• Provided passage:
>> start

I thank the committee for its invitation to attend to discuss the processing of personal data in the context of digital assistants. I am one of the deputy commissioners at the Data Protection Commission, with responsibility for the consultation, supervision and guidance on policy functions of the office. Also in attendance are Cathal Ryan, assistant commissioner, who has responsibility for supervision and engagement of technology multinationals, and Ultan O’Carroll, assistant commissioner, who has responsibility for technology policy.
As the committee will be aware, the Data Protection Commission, DPC, is the lead supervisory authority in the EU under the general data protection regulation, GDPR, for most of the world’s largest technology, social media and Internet platform companies operating in the European market, given that their EU headquarters are based in this State. This responsibility brings a central role for the DPC in overseeing the compliance of these companies’ services and products with EU data protection requirements. The technology products and services of a number of these companies include digital or voice assistants. Those are the terms commonly used to describe a consumer or in-home device that operates by listening for and interpreting human voice commands or instructions. The more common examples are Google’s Google Assistant, Apple’s Siri, Amazon’s Alexa and Microsoft’s Cortana. In recent months, a number of international media reports on human reviews of voice recordings collected by voice assistant products have brought into focus the question of how technology companies are using voice data gathered via voice assistant technology. As the EU lead supervisory authority for a number of these companies, namely, Google, Apple, and Microsoft, the DPC is currently engaging with those organisations to establish the manner in which they are meeting their data protection requirements in this context. The Luxembourg data protection authority acts as EU lead supervisory authority for Amazon Alexa.
Before turning to the data protection issues arising in the use of voice assistants, I will briefly describe how such devices function in practice, which is helpful for calling out the nexus with data protection requirements. Voice assistants record user audio clips and convert those clips into a text form that acts as an input to online services such as search, weather, shopping, mapping and communications. In some cases where the devices are home-based, the instructions may also be used to control smart home devices including those for lighting, TV and media, heating and security. Devices listen continuously for instructions and may in some cases also be set up to recognise individual users' voices. They listen for keywords such as “Hey Google” or “Siri”, which triggers recording of the user's voice. Voice recordings can be stored alongside their converted text forms, either on the device or in the cloud. Service providers may also record against a user’s profile, preferences and choices that they derive from an analysis of the user’s voice commands. They may use that to serve back the information sought by a user or to add to their profile for the purposes of advertising. Raw audio signals are converted into a recognisable human word. Often, because of the variation in human voice, accent, tone or phrase, machine learning - in other words, artificial intelligence - is used with large volumes of sample voices to create a model of human speech. Different models may be needed for different languages. These models are updated over time to refine them and improve quality. In some cases, quality control will require some human review of voice snippets, especially where words are being incorrectly recognised, where background noises are incorrectly identified as human speech or to help reduce misactivations of the device. Human review of voice data collected and processed by automated means is a common method to review, improve and train the algorithms used in voice assistant technology. While not inherently problematic or contentious from a data protection perspective, this kind of processing has many data protection elements, which must be carefully considered and assessed by the companies providing such services to ensure that the use of user data is legitimate and appropriately protected.

>> end

• Source data:
>> start

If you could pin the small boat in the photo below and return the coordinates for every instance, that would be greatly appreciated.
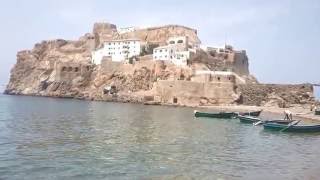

>> end

• What is asked:
[a] Answer the following questions using the statement on voice assistants:
(i) Which authority acts as EU lead supervisory authority for Amazon Alexa?
(ii) Which keywords are given as triggers that start recording of the user's voice?
(iii) Who attends with responsibility for technology policy?
[b] List every online service that the statement on voice assistants names as receiving the text form of converted audio clips as an input.
[c] Reproduce the part of the statement on voice assistants starting with "I thank the" and going on through "for technology policy.".

• Results for the exercise:
[a]
(i) The Luxembourg data protection authority.
(ii) “Hey Google” or “Siri”.
(iii) Ultan O’Carroll, assistant commissioner.

[b] Search, weather, shopping, mapping, communications

[c]
I thank the committee for its invitation to attend to discuss the processing of personal data in the context of digital assistants. I am one of the deputy commissioners at the Data Protection Commission, with responsibility for the consultation, supervision and guidance on policy functions of the office. Also in attendance are Cathal Ryan, assistant commissioner, who has responsibility for supervision and engagement of technology multinationals, and Ultan O’Carroll, assistant commissioner, who has responsibility for technology policy.